Les relations de certaines "ONG" et les pays qui les financent



Humanitaire

Les ONG, les donateurs
et le trafic d'êtres humains

Les relations entre les ONG et les organismes ou pays qui les financent -
nerf de la guerre humanitaire - ne sont pas exemptes d'ambiguïtés. Partagées
entre un travail de terrain souvent basé sur le volontariat et la nécessité
d'obtenir des fonds, les ONG doivent parfois se plier à la ligne politique
de leurs donateurs.
En l'an 2000, l'administration Bush lançait une croisade sans précédent
contre le trafic d'êtres humains, débloquant pour l'occasion d'importants
moyens financiers. Résultat de la nouvelle ligne politique américaine : l'
anti-trafficking est devenu le problème prioritaire du Cambodge, et nombre d
'ONG se sont soudain révélées spécialistes en la matière. Des financiers ou
des acteurs, qui décide réellement de l'urgence des problèmes d'un pays?

Déminage, développement rural, droits de l'Homme, pauvreté, "gender", sida,
observation électorale... Les ONG suivent-elles des modes? Depuis près d'un
an, le nombre d'organisations humanitaires s'impliquant dans la lutte contre
le trafic d'êtres humains, nouvelle priorité de plusieurs donateurs au
premier rang desquels les Etats-Unis, ne cesse de croître, suscitant la
suspicion de certaines de leurs consours lancées elles aussi dans une
difficile course aux financements. Il y a quelques semaines, Oxfam
Grande-Bretagne, une ONG spécialisée dans le développement rural et la lutte
contre la pauvreté, annonçait la création d'un fonds régional destiné à
financer des projets pilotes "anti-trafficking". Une initiative qui a fait
bondir Pierre Legros, directeur de l'Afesip, une ONG travaillant depuis 1997
sur la question : "Certaines ONG en ont assez de se sentir utilisées dans la
recherche de financements et d'être intégrées dans une stratégie marketing.

▬▬▬▬▬▬▬▬▬▬

Actions à mener:
1. D'après l'extrait, depuis quelle année l'Afesip travaille-t-elle sur la question du trafic d'êtres humains ?
2. Expliquez, en vous appuyant sur l'extrait, pourquoi les ONG doivent parfois se plier à la ligne politique de leurs donateurs.
3. Recopiez le passage de l'extrait allant de « Les relations entre » jusqu'à « problèmes d'un pays? » inclus.
Le matériel qui suit n'a aucun lien avec l'extrait.

Extrait des données:
▬▬▬▬▬▬▬▬▬▬

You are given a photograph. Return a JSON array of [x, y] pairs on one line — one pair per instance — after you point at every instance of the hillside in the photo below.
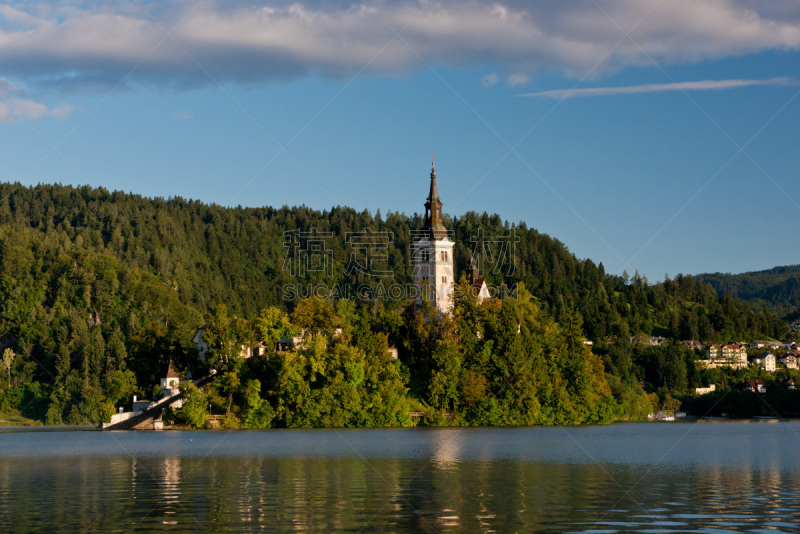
[[99, 290], [776, 289]]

▬▬▬▬▬▬▬▬▬▬

Résultats attendus:
1. Depuis 1997.

2. Les ONG sont partagées entre un travail de terrain souvent basé sur le volontariat et la nécessité d'obtenir des fonds. Comme ces fonds viennent d'organismes ou de pays donateurs, elles doivent parfois suivre la ligne politique de ceux qui les financent.

3.
Les relations entre les ONG et les organismes ou pays qui les financent -
nerf de la guerre humanitaire - ne sont pas exemptes d'ambiguïtés. Partagées
entre un travail de terrain souvent basé sur le volontariat et la nécessité
d'obtenir des fonds, les ONG doivent parfois se plier à la ligne politique
de leurs donateurs.
En l'an 2000, l'administration Bush lançait une croisade sans précédent
contre le trafic d'êtres humains, débloquant pour l'occasion d'importants
moyens financiers. Résultat de la nouvelle ligne politique américaine : l'
anti-trafficking est devenu le problème prioritaire du Cambodge, et nombre d
'ONG se sont soudain révélées spécialistes en la matière. Des financiers ou
des acteurs, qui décide réellement de l'urgence des problèmes d'un pays?